◆ QUOTED TEXT

BEGIN

# Trouble with master/slave fluorescent fixture comfoguration



## iceman4160 (Jun 25, 2013)

Has anybody come across problems with master/slave fluorescent fixtures with electronic ballasts. We have about 400 2x4 fixtures with electronic ballasts the configuration is 2 ballasts in the master one ballast is a 4 lamp ballast serving the two outboard lamps in the master and slave and one 2 lamp ballast serving the inboard lamps in the master and slave, our problem is the outboard lamps are either not coming up to full brightness or not starting all together unless the power is removed from the 4 lamp ballast and then re-energized, kind of like rebooting or resetting.


----------



## DERITM (Apr 8, 2009)

Yes we had exactly this problem with "cow and calf" fixtures a couple of years ago while refitting a school. Three things we learned:
1. Problem usually occurs when using reduced wattage lamps (25w). 
2. Ballast revisions should be heeded. Ballasts of the same part number also have revision letters, A,B,C,D etc. Use the latest revision. Usually these have 750 volts open circuit as opposed to the 600 or so on older revisions.
3.Make sure that the tombstones are jumpered. The 25W lamps do not have a traditional filament and it seems to help to have both sides of the foil electrode connected to supply a good pulse. Also helps with lamp life.
You may also use 28W lamps in these hard starting fixtures and the problem goes away. 
We tore our hair out researching this but eventually got them all working
while learning the tricks. Hope this helps.


----------



## iceman4160 (Jun 25, 2013)

These have 32 watt lamps the lamps and the ballasts are from the same manufacturer, and these are new fixtures f


----------



## MaxH (Mar 12, 2014)

You have to make sure that tombstones are jumpered...Try it yourself otherwise don't take risk in electrical things...better take help...


----------



## iceman4160 (Jun 25, 2013)

MaxH said:


> You have to make sure that tombstones are jumpered...Try it yourself otherwise don't take risk in electrical things...better take help...



I am an licensed electrician and WTF are tombstones, are you talking about the pin sockets, they are jumpered everything is correct from the factory, it ended up a capacitance was building up in the slave wiring from the factory.


----------



## bml215 (Jul 2, 2012)

What is a master/slave set up?


----------



## iceman4160 (Jun 25, 2013)

END

(Named-object pointing records)
BEGIN

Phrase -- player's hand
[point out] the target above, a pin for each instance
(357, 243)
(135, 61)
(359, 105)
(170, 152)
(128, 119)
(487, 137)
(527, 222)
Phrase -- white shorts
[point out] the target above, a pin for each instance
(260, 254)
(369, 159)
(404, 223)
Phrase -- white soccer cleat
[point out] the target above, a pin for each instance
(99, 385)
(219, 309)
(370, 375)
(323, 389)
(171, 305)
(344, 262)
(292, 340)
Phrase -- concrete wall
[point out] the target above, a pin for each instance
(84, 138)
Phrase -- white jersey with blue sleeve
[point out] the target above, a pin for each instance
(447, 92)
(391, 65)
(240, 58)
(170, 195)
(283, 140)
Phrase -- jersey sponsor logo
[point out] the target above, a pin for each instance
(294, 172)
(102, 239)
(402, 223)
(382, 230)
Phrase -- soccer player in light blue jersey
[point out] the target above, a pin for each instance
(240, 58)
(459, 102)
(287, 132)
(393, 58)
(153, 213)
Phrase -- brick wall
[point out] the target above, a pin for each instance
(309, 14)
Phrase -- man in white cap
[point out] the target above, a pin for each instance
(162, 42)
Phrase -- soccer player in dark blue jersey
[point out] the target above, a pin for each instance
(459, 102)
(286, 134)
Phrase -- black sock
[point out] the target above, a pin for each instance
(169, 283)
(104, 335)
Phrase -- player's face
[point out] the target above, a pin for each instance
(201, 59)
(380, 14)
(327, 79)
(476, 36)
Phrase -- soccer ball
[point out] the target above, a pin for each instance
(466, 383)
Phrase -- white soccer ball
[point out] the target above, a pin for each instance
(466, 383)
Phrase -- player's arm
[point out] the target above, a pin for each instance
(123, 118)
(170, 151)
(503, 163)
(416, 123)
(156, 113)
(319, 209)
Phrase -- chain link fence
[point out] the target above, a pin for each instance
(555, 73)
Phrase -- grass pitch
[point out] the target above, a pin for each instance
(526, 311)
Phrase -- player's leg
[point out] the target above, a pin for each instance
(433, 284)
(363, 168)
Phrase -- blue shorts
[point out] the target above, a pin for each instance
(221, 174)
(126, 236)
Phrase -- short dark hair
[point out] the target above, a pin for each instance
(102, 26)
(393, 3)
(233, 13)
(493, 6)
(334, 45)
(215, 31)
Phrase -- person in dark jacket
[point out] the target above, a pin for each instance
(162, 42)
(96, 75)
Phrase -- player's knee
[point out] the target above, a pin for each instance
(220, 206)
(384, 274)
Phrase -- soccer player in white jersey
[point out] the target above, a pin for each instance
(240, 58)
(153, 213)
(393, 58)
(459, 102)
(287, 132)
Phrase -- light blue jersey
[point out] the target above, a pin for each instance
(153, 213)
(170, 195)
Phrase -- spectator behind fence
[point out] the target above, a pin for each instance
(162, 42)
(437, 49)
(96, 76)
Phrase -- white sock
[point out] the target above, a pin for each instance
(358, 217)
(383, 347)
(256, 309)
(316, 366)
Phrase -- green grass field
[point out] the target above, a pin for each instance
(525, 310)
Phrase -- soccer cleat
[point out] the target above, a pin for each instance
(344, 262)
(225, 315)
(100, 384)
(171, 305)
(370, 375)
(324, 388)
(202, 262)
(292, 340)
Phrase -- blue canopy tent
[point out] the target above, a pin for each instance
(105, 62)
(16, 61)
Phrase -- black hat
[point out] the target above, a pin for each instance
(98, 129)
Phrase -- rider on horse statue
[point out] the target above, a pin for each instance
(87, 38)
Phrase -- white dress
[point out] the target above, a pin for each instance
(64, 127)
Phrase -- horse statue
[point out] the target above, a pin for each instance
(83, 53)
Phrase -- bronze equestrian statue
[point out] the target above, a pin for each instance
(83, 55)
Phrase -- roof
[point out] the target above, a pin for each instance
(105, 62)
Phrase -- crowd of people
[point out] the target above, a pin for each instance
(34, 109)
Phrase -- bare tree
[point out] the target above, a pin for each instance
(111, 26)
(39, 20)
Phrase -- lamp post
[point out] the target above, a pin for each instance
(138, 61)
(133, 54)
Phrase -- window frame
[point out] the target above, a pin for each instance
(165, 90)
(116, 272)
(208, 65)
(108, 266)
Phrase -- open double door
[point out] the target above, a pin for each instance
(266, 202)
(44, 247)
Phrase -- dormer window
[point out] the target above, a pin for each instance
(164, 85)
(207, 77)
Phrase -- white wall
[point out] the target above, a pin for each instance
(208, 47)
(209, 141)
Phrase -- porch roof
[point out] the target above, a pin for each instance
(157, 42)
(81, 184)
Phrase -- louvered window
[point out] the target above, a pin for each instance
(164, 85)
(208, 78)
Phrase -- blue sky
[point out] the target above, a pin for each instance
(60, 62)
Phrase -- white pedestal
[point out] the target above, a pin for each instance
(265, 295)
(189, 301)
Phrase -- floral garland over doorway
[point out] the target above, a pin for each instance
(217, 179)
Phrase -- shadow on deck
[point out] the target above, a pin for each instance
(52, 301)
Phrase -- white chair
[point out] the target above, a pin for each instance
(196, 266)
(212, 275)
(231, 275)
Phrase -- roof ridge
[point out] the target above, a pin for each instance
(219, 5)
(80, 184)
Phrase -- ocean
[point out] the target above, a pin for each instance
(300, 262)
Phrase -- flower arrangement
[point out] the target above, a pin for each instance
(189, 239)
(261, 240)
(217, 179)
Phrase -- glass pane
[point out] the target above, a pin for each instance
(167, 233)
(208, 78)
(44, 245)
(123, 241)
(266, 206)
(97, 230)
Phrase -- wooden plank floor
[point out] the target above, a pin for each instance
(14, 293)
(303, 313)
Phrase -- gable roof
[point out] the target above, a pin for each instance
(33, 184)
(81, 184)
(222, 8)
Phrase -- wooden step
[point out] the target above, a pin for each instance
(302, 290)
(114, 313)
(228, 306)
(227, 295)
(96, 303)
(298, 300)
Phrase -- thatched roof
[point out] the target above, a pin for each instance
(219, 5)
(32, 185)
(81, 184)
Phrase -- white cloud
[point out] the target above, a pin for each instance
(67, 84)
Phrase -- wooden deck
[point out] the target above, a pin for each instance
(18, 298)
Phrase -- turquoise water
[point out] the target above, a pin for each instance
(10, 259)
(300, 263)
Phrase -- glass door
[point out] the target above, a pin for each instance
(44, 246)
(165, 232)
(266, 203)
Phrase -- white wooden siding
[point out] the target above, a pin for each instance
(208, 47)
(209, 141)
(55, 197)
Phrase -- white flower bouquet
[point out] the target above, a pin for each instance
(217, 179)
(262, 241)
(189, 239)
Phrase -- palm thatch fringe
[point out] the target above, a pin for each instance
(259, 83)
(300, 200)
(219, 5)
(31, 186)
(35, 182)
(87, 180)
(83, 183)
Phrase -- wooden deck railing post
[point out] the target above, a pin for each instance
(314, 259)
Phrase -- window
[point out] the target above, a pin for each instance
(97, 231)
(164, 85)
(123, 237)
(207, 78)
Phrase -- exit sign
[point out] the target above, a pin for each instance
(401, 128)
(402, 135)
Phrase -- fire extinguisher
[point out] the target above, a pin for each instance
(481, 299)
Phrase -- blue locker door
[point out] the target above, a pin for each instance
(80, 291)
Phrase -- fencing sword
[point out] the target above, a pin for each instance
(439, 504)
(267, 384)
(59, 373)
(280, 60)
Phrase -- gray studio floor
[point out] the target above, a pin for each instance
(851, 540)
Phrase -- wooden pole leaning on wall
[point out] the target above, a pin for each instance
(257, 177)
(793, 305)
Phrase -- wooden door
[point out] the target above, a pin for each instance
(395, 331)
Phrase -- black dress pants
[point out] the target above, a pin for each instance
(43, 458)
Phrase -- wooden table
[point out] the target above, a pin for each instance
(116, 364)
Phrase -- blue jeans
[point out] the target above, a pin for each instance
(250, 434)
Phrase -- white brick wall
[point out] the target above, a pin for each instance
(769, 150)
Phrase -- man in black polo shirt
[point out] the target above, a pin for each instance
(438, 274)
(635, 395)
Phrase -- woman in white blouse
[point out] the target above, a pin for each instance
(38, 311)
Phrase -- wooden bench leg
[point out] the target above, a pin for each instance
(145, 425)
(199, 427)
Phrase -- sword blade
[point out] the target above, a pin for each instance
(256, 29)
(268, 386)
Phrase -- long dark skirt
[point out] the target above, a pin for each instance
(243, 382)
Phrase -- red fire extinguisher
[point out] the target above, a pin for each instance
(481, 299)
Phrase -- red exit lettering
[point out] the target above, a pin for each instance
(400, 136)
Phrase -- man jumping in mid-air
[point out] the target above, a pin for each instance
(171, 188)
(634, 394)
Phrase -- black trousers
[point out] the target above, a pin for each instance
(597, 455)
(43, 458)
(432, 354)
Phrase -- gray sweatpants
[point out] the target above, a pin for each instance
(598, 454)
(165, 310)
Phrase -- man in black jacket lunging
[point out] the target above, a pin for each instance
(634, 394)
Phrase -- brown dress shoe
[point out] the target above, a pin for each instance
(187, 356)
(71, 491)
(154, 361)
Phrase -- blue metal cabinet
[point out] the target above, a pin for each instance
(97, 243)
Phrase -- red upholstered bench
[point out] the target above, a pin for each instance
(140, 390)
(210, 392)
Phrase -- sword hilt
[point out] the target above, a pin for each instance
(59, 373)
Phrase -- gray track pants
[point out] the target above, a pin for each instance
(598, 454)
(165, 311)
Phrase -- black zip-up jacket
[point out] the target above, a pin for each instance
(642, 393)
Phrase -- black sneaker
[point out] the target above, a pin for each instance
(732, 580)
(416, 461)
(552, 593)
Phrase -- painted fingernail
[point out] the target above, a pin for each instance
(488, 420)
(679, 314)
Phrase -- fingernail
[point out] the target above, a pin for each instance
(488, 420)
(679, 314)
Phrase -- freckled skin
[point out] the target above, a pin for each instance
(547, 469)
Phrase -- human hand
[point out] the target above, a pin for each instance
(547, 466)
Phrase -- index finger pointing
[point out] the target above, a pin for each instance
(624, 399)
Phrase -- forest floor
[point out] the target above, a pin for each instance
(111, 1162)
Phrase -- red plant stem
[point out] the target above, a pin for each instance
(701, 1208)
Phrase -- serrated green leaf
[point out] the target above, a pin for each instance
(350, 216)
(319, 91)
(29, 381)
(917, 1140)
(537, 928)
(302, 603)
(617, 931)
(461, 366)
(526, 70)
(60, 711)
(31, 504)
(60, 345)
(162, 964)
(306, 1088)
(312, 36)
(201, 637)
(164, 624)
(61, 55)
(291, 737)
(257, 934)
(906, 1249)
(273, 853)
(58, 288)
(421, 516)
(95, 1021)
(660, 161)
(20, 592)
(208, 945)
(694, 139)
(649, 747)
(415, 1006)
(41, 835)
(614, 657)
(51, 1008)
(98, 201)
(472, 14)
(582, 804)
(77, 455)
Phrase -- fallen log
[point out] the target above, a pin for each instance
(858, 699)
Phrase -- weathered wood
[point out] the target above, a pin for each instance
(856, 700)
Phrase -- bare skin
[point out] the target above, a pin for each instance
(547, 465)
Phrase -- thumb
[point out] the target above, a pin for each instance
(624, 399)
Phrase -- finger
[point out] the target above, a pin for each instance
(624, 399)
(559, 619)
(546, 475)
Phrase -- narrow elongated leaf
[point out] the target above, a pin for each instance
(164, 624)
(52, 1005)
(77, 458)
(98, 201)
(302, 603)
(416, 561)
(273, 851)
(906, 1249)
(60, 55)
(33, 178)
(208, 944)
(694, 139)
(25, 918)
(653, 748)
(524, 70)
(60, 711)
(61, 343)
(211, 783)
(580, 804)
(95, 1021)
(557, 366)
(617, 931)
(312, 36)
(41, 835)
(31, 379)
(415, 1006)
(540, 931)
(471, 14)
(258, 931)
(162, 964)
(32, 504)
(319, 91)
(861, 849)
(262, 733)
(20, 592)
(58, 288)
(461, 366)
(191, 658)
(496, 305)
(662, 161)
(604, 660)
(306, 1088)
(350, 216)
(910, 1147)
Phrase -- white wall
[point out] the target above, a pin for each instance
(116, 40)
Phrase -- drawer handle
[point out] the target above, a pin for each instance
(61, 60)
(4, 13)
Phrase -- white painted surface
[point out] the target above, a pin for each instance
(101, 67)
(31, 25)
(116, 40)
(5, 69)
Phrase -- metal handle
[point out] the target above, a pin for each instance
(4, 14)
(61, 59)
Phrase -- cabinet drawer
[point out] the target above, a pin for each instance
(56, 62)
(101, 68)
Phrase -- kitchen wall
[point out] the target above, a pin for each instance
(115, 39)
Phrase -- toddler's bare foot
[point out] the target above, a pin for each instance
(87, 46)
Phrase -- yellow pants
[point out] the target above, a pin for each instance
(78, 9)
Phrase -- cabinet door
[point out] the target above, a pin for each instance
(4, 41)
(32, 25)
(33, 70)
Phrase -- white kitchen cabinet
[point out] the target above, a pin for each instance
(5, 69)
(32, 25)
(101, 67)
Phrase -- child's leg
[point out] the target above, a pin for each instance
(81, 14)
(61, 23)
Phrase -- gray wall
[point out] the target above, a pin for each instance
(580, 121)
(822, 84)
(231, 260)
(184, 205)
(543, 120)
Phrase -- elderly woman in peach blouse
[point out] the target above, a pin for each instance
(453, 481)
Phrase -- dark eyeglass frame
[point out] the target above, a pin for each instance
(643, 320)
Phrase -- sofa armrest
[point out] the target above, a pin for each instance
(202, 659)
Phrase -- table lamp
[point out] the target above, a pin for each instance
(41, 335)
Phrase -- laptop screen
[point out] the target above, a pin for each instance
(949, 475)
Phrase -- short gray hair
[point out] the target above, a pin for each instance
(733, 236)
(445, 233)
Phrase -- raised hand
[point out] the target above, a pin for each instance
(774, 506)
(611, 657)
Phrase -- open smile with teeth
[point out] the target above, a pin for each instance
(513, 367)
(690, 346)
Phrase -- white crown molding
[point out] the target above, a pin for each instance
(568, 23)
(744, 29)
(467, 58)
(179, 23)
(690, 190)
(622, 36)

END

◆ ACTIONS TO TAKE
1. Locate every line in the records that contains the string "kitchen" and copy each one; case counts.
2. Write the next part of the forum thread on master/slave fluorescent fixtures, starting after its final line.

◆ ANSWERS TO THE EXERCISE
1.
Phrase -- kitchen wall
Phrase -- white kitchen cabinet

2.
bml215 said:


> What is a master/slave set up?


A master/slave configuration is two 3 lamp fluorescent fixtures where the master contains two ballasts , one is a four lamp ballast and the other is a two lamp ballast and the slave has a whip wired from the master controlling the two outside lamps and the inside lamp, this configuration is commonly used in higher end buildings, in this case it is being used in a sporting goods store with about 800 2x4 troffers


----------



## bml215 (Jul 2, 2012)

iceman4160 said:


> A master/slave configuration is two 3 lamp fluorescent fixtures where the master contains two ballasts , one is a four lamp ballast and the other is a two lamp ballast and the slave has a whip wired from the master controlling the two outside lamps and the inside lamp, this configuration is commonly used in higher end buildings, in this case it is being used in a sporting goods store with about 800 2x4 troffers


So the two lamp ballast controls the 2 outter lamps on the slave and the inner of the master, or the two lamp ballast controls all 3 lamps of the slave?


----------



## iceman4160 (Jun 25, 2013)

No, the two lamp ballast controls the inner lamps of the master and slave and the four lamp ballast controls the outer lamps of the master and slave


----------



## bml215 (Jul 2, 2012)

iceman4160 said:


> No, the two lamp ballast controls the inner lamps of the master and slave and the four lamp ballast controls the outer lamps of the master and slave


Gotcha, thanks


----------



## AllWIRES (Apr 10, 2014)

iceman4160 said:


> I am an licensed electrician and WTF are tombstones...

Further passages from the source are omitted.